▸ **EXERCISE AIM**:
Rewrite the whole listing below with every "written as in this sample" switched to "formatted like this sample" and nothing else changed. Leave the pictures out.

▸ **DATASET EXTRACT**:
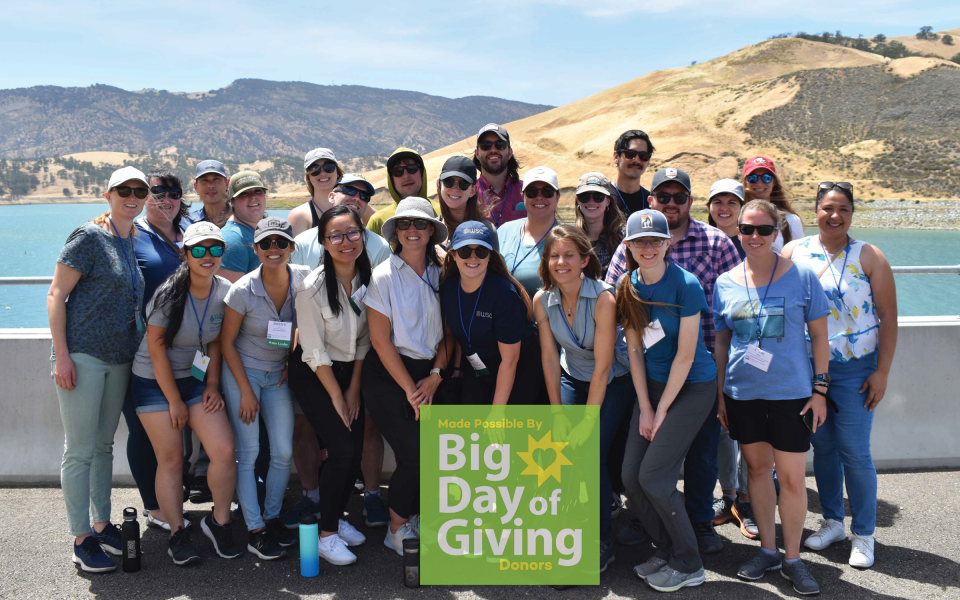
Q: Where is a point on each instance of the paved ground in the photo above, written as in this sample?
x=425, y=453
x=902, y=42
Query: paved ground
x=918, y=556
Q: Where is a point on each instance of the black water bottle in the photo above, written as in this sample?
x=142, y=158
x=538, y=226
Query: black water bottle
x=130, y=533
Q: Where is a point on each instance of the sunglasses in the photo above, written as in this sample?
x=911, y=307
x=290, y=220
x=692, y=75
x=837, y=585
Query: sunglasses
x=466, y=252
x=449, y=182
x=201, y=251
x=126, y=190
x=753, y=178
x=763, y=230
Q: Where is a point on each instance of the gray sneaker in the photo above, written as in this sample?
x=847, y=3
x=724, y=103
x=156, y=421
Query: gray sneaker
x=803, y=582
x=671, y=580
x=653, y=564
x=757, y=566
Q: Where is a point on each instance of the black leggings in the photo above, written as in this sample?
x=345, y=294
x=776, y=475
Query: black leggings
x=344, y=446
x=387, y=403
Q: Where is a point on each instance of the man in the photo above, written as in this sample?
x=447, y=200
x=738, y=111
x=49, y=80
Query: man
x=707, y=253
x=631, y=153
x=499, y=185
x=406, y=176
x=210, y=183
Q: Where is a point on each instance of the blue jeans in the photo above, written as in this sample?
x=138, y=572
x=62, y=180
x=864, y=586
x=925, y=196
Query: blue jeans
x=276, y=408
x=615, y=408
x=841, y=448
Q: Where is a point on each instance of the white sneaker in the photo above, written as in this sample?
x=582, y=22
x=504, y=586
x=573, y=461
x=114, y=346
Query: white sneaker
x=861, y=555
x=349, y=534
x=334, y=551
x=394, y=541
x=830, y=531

▸ **SOLUTION TO THIS PROBLEM**:
Q: Where is a point on each instance of the paved ground in the photo above, formatted like this sample?
x=425, y=453
x=902, y=42
Query: paved ground
x=918, y=556
Q: Where is a point on each instance of the black water bottle in the photo above, formatted like this sample?
x=142, y=158
x=538, y=226
Query: black water bottle
x=130, y=533
Q: Where is a point on each instance of the sunglasses in the photo above, formatted like this sample?
x=911, y=307
x=290, y=220
x=692, y=75
x=837, y=585
Query: sunglasses
x=466, y=252
x=449, y=182
x=201, y=251
x=126, y=190
x=753, y=178
x=763, y=230
Q: Where is a point on each instance of the gray sneaker in the photo above, formatted like this sample?
x=847, y=3
x=724, y=103
x=156, y=421
Query: gray sneaker
x=803, y=582
x=671, y=580
x=653, y=564
x=757, y=566
Q: Where is a point on each instance of the black leggings in the photo above, formatted like this sample?
x=345, y=294
x=776, y=475
Query: black leggings
x=344, y=446
x=387, y=403
Q: Where is a point on each instance of the man in the photo above, formatted like this sample?
x=447, y=200
x=738, y=111
x=49, y=80
Query: man
x=707, y=253
x=631, y=153
x=499, y=185
x=406, y=176
x=210, y=183
Q: Where is a point on each instance of the blue jeans in the photo above, formatted like this sample?
x=138, y=572
x=62, y=180
x=864, y=586
x=925, y=196
Query: blue jeans
x=276, y=408
x=615, y=408
x=841, y=448
Q: Where is a point on each instance of the white sneaker in the photo above, formatted like this sample?
x=582, y=22
x=504, y=586
x=573, y=461
x=114, y=346
Query: white sneaker
x=861, y=555
x=349, y=534
x=334, y=551
x=394, y=541
x=830, y=531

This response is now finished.